Rewrite the listing with "biscuit" in place of each "cracker", keeping everything else the same. Leave the pictures out.

──────

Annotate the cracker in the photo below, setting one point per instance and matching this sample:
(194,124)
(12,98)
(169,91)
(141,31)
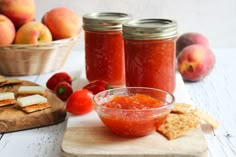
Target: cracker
(9,81)
(33,108)
(205,117)
(178,124)
(181,108)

──────

## OUTPUT OF THE TASK
Annotate the biscuit in the photo below, setting one point per instance and matching this sample:
(194,124)
(12,98)
(169,91)
(141,31)
Target: biscuit
(9,81)
(33,108)
(205,117)
(178,124)
(181,108)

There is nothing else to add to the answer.